- Exercise directions
Repeat the part of the REE modelling text starting at "A summary of" and ending at "fayalite samples from⁴⁷.", substituting "differences" for "deviations" throughout.

All results for the modelled data of originally incomplete REE data sets can be found in (Supplementary Table 7). Figure 5 shows an example from the NAA data set of Potts and Condie⁴³ (91_ultramafite is an ultramafic rock sample). Data for Pr, Dy, Ho, and Er are missing in the data set⁴³ because NAA was used. Additionally, Eu was excluded during the modelling process as a slight negative Eu anomaly was detected. The modelled data coincides with the originally measured data for the remaining REEs with an average deviation of less than 2%. Gadolinium (−3.0%) and Tb (3.7%) show the largest deviations, which probably originate from the fact that Gd and Tb are surrounded by Eu (left side) and Dy, Ho, Er (right side), which were all either excluded during modelling or missing in the input data set. Nevertheless, deviations of <4% (absolute value) are remarkably good and much lower than typical relative standard deviations for the analysis of REE. Further modelled REE data and deviations for each sample from Potts and Condie⁴³, Zindler et al.⁴⁴, and Stosch et al.⁴⁵ can be found in (Supplementary Table 7).

A summary of the deviations between modelled and measured REE of^43,44,45 for existing REE data in the input data sets can be found in Fig. 6a-c, respectively. All three data sets show means close to zero (all 0.1%) and small skewnesses (−0.28 to 0.19). The majority of modelled data shows deviations less than 10%, with 5% and 95% percentiles of −7.1 and 6.6% (SD = 4.6;⁴³), −7.8% and 7.1% (SD = 5.1;⁴⁴), and −7.1% and 9.8% (SD = 4.9;⁴⁵), respectively. Detailed deviations for each REE can be found in Supplementary Table 7, which also contains data from three olivine⁴³, two dunite⁴⁶, two ferrohedenbergite, and two fayalite samples from⁴⁷.

- Data shown

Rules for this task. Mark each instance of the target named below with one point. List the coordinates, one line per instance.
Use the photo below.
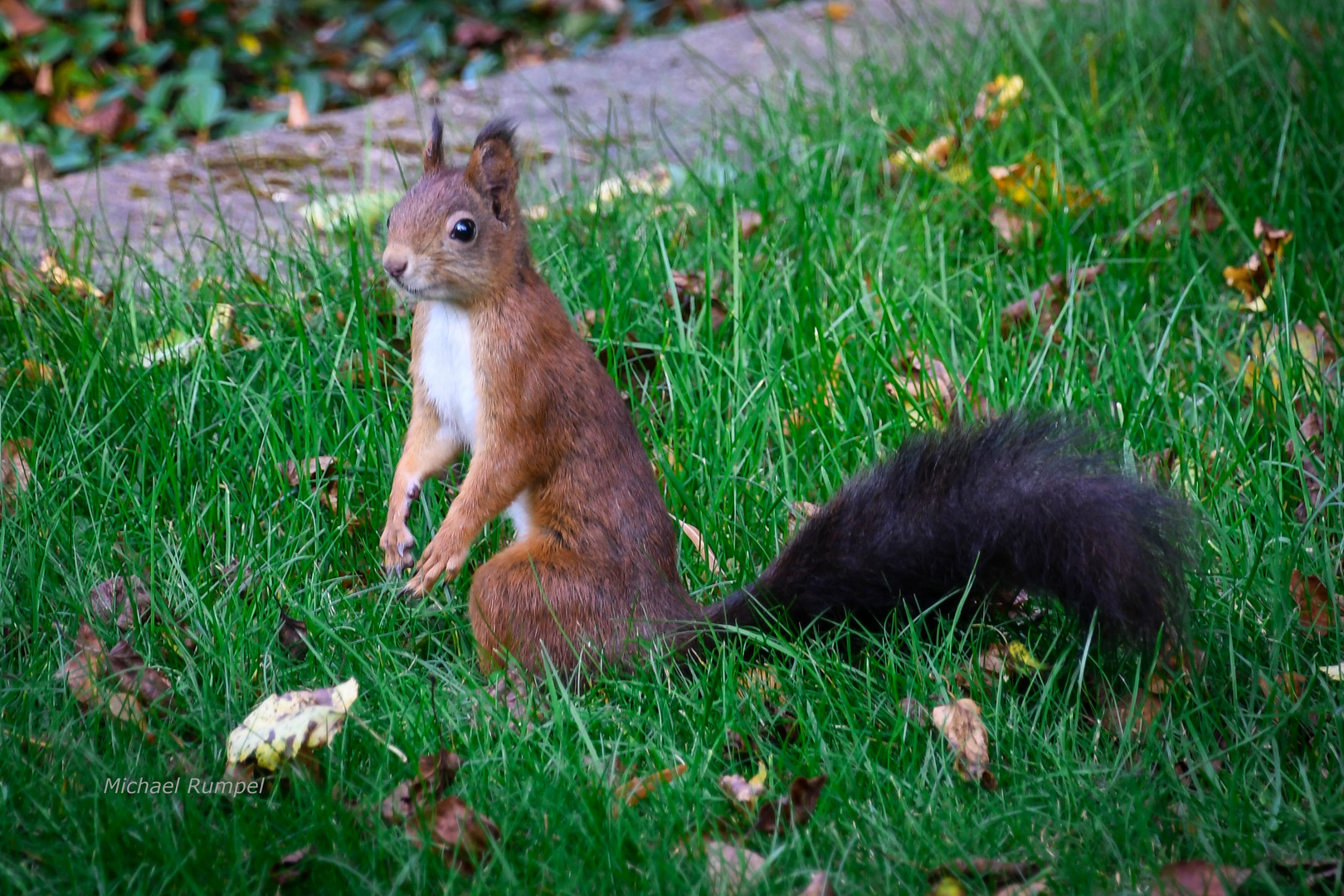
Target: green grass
(171, 472)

- Exercise result
A summary of the differences between modelled and measured REE of^43,44,45 for existing REE data in the input data sets can be found in Fig. 6a-c, respectively. All three data sets show means close to zero (all 0.1%) and small skewnesses (−0.28 to 0.19). The majority of modelled data shows differences less than 10%, with 5% and 95% percentiles of −7.1 and 6.6% (SD = 4.6;⁴³), −7.8% and 7.1% (SD = 5.1;⁴⁴), and −7.1% and 9.8% (SD = 4.9;⁴⁵), respectively. Detailed differences for each REE can be found in Supplementary Table 7, which also contains data from three olivine⁴³, two dunite⁴⁶, two ferrohedenbergite, and two fayalite samples from⁴⁷.